**DATA PROVIDED:**
########################################

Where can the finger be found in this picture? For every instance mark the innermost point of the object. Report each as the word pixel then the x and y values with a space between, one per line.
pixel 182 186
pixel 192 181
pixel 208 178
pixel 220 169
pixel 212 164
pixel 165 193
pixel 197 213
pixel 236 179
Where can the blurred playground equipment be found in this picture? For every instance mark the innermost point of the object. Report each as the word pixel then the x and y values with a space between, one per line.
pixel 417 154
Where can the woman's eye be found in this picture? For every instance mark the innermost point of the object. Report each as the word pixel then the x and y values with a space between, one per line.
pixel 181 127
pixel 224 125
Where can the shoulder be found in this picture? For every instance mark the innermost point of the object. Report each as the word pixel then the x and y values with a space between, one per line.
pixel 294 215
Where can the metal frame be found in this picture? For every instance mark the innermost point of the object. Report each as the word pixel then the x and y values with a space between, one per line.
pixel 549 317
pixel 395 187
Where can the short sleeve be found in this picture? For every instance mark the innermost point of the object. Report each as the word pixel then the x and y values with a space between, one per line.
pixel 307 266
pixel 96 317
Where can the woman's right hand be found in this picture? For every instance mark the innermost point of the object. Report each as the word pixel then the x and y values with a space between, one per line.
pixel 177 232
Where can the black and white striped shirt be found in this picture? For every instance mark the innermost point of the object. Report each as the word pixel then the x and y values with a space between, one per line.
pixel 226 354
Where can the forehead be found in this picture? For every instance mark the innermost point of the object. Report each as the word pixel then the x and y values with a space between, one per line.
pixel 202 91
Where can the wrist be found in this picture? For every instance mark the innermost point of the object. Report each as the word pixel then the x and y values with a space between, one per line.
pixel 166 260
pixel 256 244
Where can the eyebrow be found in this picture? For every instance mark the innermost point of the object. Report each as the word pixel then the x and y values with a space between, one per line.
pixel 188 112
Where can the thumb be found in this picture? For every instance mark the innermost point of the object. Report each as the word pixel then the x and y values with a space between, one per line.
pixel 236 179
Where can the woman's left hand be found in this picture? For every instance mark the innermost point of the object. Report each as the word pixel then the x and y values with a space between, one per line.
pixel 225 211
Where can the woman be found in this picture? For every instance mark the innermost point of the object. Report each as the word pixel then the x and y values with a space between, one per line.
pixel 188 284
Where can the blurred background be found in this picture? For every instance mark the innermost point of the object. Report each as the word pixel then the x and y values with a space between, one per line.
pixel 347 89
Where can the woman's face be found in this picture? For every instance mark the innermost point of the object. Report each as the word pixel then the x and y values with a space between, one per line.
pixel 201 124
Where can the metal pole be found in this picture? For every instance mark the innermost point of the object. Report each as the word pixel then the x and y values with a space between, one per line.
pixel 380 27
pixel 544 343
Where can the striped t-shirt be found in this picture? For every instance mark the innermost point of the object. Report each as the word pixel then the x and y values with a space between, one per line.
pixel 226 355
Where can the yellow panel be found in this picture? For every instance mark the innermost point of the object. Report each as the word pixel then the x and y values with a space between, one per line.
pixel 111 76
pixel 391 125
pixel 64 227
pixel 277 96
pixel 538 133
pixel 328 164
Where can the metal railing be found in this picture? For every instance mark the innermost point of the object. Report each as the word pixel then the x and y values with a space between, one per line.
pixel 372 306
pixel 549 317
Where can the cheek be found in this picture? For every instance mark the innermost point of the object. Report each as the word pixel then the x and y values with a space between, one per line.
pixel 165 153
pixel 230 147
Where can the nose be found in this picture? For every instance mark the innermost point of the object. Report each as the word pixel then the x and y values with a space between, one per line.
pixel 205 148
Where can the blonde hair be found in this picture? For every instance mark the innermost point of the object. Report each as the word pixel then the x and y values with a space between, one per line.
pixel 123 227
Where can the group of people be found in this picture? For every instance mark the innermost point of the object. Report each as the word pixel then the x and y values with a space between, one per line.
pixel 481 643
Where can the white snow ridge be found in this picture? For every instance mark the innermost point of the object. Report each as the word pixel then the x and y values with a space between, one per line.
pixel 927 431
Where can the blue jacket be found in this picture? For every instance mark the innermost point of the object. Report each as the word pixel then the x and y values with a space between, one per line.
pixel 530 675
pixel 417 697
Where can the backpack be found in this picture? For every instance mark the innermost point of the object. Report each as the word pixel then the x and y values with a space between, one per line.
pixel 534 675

########################################

The entries shown above should be copied out word for word.

Where can the finger be found in this picture? For every instance mark the innermost point of the object. Report each as the word pixel then the x and y values with a space between, one per line.
pixel 182 186
pixel 192 181
pixel 208 178
pixel 220 169
pixel 212 164
pixel 165 193
pixel 197 213
pixel 236 179
Where can the blurred playground equipment be found in this picture? For every instance mark the innermost point of the object. Report each as the word pixel then the x and y values with a space between, one per line.
pixel 417 154
Where can the woman's eye be found in this picture? For every instance mark the innermost point of the object. Report each as the word pixel then the x and y values with a space between, one per line.
pixel 181 127
pixel 224 125
Where can the shoulder be found in this picture? For every instance mark the innermost point of the object. Report each as the word pixel then the x and y values with a space between, one per line.
pixel 294 215
Where can the metal frame be found in this picture? For every instance mark the innermost point of the object. Report each as the word pixel then the x and y values with a space between, one per line.
pixel 549 317
pixel 395 187
Where can the short sleeve be found in this picture? For every instance mark the innermost point of the object. Report each as the word pixel then the x and y values with a space between, one per line.
pixel 307 266
pixel 96 317
Where can the woman's right hand be found in this picture? For every instance mark the innermost point of the object. Report each as the word pixel then the x and y values with a space between, one per line.
pixel 177 232
Where can the black and white striped shirt be found in this picture? For every instance mark the innermost point of the object. Report each as the word pixel then the x and y values with a space between, one per line.
pixel 226 354
Where can the forehead be found in this picture? For every instance mark the innermost point of the object. Report each as the word pixel then the x and y values with a space between, one per line.
pixel 202 91
Where can the wrist be found in this picture? For every instance mark the innermost point of the object. Report each as the word pixel then the x and y values with a space between, one per line.
pixel 166 260
pixel 256 244
Where can the eyebrow be found in this picture? For every instance mark the innermost point of the object. Report each as the word pixel then the x and y values with a space between, one per line.
pixel 188 112
Where can the thumb be found in this picture? For every instance mark the innermost point of the object. Report each as the word pixel then the x and y values with a space between, one per line.
pixel 236 179
Where can the woman's left hand be found in this picture? For every instance mark the innermost point of the object. Report each as the word pixel then the x and y values with a space between, one per line.
pixel 225 211
Where can the woman be found in this picture? For every instance mark the innermost point of the object. Report each as the word pixel then the x and y values with a space between, one per line.
pixel 188 284
Where can the blurred background be found in this picture? For every instance mark the innermost point of the object. Report each as the word pixel then the x and y values with a space between, one per line.
pixel 347 89
Where can the woman's face be found in this picture? For every instance mark the innermost point of the object. Report each as the word pixel then the x and y values with a space between, one per line.
pixel 201 124
Where can the metal pole be found in this picture? For every instance mark the innermost point of the object. Report each as the word pixel then the x and y values with a space between, one per line.
pixel 380 27
pixel 544 343
Where can the striped t-shirt be found in this picture? For every instance mark the innermost point of the object. Report each as the word pixel then the x and y values with a space between, one per line.
pixel 226 355
Where can the yellow panel be found in this picture? For every instance mark the innermost point of the object. Report each as the word pixel then the x and y values with a space between, one per line.
pixel 111 76
pixel 391 125
pixel 64 227
pixel 277 96
pixel 538 133
pixel 328 164
Where can the metal railing be found in this picture? For every instance mark the innermost point of the object. Report each as the word pixel then the x and y values with a space between, one per line.
pixel 372 306
pixel 549 317
Where can the cheek be found in this picture? For every instance mark the innermost point of the object. Report each as the word pixel then the x and y values with a space between, one per line.
pixel 165 153
pixel 230 147
Where can the nose be found in this picture? For every instance mark the innermost point of the object. Report each as the word pixel then the x and y values with a space between, one per line.
pixel 205 148
Where can the blonde hair be found in this picture? For every instance mark the innermost point of the object. Report each as the word pixel then the x and y values with a space between, one per line.
pixel 123 227
Where can the group of people be found in this picture? For every instance mark the innermost point of the object. Report each as the word pixel then the x and y values with a space between, one per line.
pixel 481 643
Where can the white snow ridge be found in this picture? For every instance mark the innermost point of the object. Report each as the word pixel then the x and y values with a space between, one per line.
pixel 927 431
Where can the blue jacket be found in this picture? For every instance mark the innermost point of the object. Report each as the word pixel then the x and y values with a space between, one per line.
pixel 530 675
pixel 417 697
Where can the backpack be found in this picture? For every instance mark the innermost point of the object. Report each as the word pixel then the x and y values with a space between, one per line.
pixel 534 675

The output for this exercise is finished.